- **Job**: Make an exact copy of the lines below.

[Recorded data]
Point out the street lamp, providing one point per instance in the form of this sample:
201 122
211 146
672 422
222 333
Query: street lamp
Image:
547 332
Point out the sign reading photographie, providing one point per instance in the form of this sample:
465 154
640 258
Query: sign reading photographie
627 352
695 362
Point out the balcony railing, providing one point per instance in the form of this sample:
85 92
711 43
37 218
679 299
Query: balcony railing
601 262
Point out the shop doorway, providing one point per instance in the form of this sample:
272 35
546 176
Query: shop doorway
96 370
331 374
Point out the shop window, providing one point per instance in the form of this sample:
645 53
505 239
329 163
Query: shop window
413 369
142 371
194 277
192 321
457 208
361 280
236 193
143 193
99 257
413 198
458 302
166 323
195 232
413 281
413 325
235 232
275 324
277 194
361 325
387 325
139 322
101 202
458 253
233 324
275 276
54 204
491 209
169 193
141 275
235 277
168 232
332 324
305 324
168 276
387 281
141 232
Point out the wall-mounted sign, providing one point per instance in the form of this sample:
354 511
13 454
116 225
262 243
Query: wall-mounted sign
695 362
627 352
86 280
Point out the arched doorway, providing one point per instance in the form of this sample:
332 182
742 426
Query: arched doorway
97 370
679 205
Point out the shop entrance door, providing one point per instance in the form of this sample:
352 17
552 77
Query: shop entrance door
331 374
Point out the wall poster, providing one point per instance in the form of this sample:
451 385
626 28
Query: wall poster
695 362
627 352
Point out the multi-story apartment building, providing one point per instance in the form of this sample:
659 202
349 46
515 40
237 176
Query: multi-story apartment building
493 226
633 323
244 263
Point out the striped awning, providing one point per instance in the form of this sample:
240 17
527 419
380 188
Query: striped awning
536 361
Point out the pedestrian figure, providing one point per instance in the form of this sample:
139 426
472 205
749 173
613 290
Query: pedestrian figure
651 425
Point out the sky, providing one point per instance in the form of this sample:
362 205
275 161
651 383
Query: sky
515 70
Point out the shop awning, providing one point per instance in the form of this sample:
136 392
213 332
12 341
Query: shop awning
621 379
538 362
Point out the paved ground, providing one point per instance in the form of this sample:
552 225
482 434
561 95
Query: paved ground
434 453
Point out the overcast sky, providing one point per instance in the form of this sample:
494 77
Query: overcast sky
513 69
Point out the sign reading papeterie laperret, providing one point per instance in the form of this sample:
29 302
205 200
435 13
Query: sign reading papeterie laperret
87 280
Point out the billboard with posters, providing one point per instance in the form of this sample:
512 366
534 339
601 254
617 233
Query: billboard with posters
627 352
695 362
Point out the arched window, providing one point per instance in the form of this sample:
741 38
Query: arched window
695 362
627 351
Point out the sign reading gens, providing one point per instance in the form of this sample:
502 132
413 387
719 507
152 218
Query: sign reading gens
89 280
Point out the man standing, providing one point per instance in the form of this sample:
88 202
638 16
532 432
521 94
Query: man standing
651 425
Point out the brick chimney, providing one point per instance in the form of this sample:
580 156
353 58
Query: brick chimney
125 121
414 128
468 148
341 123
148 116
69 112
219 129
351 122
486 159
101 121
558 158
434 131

- **Result of the exercise**:
Point out the street lamp, providing one point per instance in the form of this sample:
201 122
211 146
672 422
222 333
Query: street lamp
Image:
547 332
Point out the sign reading photographie, providing one point per instance in the form of this sample:
465 154
640 258
Query: sign reading photographie
627 352
695 362
Point out the balcony railing, providing one point per instance in the form of this sample:
85 92
711 43
37 218
679 299
Query: balcony railing
601 262
Point out the shop doorway, providing one point per instance in the form of this sample:
272 35
546 176
Query: shop doorway
96 370
331 374
Point out the shop window, providing one point per instance in the form of this sample:
645 53
505 239
329 163
Query: shop window
413 369
142 371
194 277
192 321
457 208
361 280
236 193
143 193
99 257
413 198
458 302
166 323
195 232
413 281
413 325
235 232
275 324
277 194
361 325
387 325
139 322
101 202
458 253
233 324
275 276
54 204
491 209
169 193
141 275
235 277
168 232
332 324
305 324
168 276
387 281
141 232
Point out the wall-mounted sign, providing one point per instance in the form of this sample:
354 511
13 454
116 225
262 243
Query: wall-mounted sign
695 362
627 352
86 280
Point out the arched doorway, providing one point per instance in the form of this sample:
332 182
742 426
Query: arched doorway
97 370
679 205
Point out the shop entrance door, providing one point per instance in the form of this sample:
352 17
552 77
Query: shop entrance door
331 374
Point out the wall poster, providing one point per instance in the form of this sample:
451 385
626 28
Query: wall poster
695 362
627 352
Point out the multi-story apartment building, providing one point per instance in the form of this sample:
659 202
349 46
515 40
237 176
Query: multi-story apartment building
493 226
633 323
244 263
Point out the striped awning, providing one point per instance in the form of this sample:
240 17
527 419
380 188
Query: striped awning
536 361
Point out the pedestrian figure, providing one point per instance in the form of this sample:
139 426
472 205
749 173
613 290
Query: pedestrian figure
651 425
Point out the sky, providing one point per instance in the form of this sample:
362 205
275 161
651 383
Query: sky
515 70
Point out the shop awning, providing one point per instance in the form of this sample:
136 392
213 332
12 341
Query: shop awning
621 379
538 362
Point out the paved ground, providing one point per instance in the form of this sample:
552 225
482 434
561 95
Query: paved ground
434 453
Point out the overcast sky, providing one point per instance in the form of this sample:
494 77
Query: overcast sky
513 69
Point out the sign reading papeterie laperret, providing one point per instance in the form of this sample:
29 302
205 200
435 13
Query: sign reading papeterie laperret
87 280
Point out the billboard with posters, providing one point per instance in the form of this sample:
512 366
534 339
601 254
617 233
Query: billboard with posters
627 352
695 362
Point out the arched window, providing one point per instance in the form of this sample:
741 38
Query: arched window
695 362
627 351
Point out the sign reading gens, providing one point per instance in the form of this sample:
502 132
413 387
719 507
152 218
Query: sign reading gens
89 280
Point out the man standing, providing one point per instance in the form of this sample:
88 202
638 16
532 432
521 94
Query: man standing
651 425
Point out the brick chimney, providing one point per instance in the form of this sample:
580 156
353 58
Query: brick chimney
125 121
414 128
468 148
341 123
148 116
69 112
219 129
351 122
486 159
101 121
558 158
434 131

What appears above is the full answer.